Task prompt
Copy the material below word for word, from the line containing "the steam-free water?" through the line containing "[367,106,402,175]", with both of those lines included. Omit the pictures.

Source records
## BEGIN

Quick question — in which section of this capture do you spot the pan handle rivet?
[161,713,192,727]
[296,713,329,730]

## END
## BEGIN

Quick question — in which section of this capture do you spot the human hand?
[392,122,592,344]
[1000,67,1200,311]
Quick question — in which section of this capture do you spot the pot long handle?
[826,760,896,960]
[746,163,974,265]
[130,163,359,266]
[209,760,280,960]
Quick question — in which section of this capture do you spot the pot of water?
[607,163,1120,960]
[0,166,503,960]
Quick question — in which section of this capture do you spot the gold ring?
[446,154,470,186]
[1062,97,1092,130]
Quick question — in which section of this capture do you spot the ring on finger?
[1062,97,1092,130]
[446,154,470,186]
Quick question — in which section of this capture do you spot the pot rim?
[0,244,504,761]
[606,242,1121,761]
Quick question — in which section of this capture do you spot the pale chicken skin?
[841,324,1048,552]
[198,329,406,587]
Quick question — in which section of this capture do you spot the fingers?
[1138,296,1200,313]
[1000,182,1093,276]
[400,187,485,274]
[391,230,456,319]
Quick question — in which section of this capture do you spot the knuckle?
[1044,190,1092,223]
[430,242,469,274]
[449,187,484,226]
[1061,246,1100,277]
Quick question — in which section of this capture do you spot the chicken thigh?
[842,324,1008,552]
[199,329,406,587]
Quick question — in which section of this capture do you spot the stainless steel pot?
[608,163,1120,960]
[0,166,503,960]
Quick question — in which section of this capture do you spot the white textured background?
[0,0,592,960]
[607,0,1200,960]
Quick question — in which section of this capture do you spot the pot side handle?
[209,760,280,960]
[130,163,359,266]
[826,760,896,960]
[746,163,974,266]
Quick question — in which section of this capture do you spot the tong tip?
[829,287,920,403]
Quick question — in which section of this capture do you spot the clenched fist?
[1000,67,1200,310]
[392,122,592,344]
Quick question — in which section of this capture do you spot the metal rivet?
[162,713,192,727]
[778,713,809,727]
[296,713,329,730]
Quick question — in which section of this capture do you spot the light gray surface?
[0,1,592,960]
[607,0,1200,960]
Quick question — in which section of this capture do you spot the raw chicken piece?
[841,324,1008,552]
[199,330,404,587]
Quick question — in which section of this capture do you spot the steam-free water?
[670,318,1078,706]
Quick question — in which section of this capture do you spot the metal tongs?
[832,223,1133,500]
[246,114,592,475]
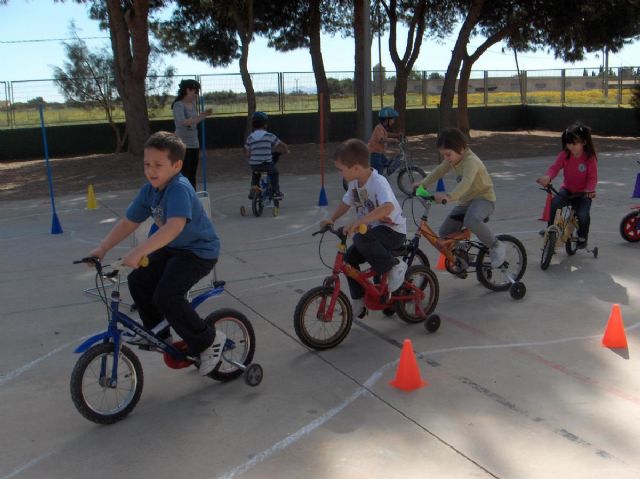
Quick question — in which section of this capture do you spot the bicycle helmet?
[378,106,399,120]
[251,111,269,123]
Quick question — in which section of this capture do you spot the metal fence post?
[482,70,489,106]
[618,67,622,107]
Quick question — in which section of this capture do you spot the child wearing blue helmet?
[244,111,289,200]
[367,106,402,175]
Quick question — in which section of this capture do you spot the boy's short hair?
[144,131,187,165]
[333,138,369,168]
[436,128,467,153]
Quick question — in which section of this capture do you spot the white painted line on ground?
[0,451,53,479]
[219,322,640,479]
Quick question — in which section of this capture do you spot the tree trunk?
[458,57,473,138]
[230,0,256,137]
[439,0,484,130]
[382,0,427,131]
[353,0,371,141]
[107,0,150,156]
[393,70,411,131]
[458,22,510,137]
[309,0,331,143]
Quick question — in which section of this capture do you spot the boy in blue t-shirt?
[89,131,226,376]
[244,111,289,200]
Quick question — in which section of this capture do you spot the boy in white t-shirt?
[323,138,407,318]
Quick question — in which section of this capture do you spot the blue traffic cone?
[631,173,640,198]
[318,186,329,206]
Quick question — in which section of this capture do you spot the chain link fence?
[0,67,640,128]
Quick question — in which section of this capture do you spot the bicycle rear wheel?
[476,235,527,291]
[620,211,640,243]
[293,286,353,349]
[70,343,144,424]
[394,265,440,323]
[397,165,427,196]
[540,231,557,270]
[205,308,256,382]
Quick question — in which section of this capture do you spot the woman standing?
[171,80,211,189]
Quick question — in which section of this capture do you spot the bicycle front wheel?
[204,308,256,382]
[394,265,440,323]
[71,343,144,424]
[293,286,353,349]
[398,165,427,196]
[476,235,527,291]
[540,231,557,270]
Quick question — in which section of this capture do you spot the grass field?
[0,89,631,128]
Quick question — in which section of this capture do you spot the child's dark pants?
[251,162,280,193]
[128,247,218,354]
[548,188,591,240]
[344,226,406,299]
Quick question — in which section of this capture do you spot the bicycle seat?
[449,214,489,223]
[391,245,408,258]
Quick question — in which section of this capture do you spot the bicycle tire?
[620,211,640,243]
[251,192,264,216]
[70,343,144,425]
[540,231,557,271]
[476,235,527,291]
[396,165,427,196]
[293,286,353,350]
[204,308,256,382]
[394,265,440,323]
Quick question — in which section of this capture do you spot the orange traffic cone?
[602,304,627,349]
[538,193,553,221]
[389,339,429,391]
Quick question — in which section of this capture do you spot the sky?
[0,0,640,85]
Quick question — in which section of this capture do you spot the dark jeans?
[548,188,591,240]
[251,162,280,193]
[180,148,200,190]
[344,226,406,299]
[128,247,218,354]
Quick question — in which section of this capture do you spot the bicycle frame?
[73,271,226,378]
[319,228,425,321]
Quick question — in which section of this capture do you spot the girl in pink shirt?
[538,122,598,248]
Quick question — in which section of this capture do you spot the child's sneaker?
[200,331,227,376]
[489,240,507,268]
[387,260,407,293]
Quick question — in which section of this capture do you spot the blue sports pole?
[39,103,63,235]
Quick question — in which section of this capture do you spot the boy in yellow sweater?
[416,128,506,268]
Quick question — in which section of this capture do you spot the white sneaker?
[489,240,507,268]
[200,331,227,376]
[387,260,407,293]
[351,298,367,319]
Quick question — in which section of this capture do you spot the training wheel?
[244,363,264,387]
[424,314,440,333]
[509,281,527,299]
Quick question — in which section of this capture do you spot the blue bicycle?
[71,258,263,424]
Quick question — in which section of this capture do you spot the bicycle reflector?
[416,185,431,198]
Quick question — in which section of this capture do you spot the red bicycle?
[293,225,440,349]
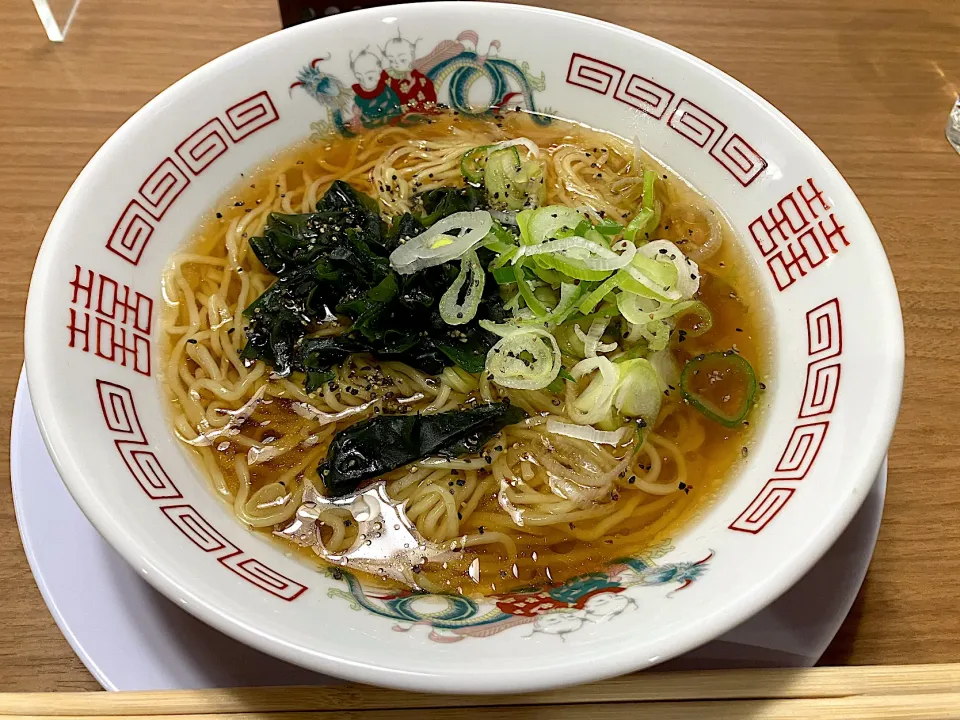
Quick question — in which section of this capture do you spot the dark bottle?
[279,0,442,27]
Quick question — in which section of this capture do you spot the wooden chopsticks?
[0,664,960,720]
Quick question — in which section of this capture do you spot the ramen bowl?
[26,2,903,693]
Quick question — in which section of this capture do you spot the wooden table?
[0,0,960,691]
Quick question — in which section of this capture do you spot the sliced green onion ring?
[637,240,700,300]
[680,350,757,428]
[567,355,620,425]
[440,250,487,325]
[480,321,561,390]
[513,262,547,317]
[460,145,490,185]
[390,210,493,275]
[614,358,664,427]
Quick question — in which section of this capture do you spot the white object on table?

## END

Response to this exercise
Quick question — in which section of this capture do you spot the steam-free water?
[670,318,1078,706]
Quick question — in which section of this capture do you spot the metal tongs?
[832,223,1133,500]
[246,114,592,475]
Quick question — in which section of this capture do you spot the bicycle helmet?
[378,106,399,120]
[251,111,269,123]
Quick question — in which section of this capture do you spot the metal fence post?
[482,70,489,106]
[618,67,622,107]
Quick question — in which section of this capture do you spot the child wearing blue helmet?
[244,111,289,200]
[367,106,402,175]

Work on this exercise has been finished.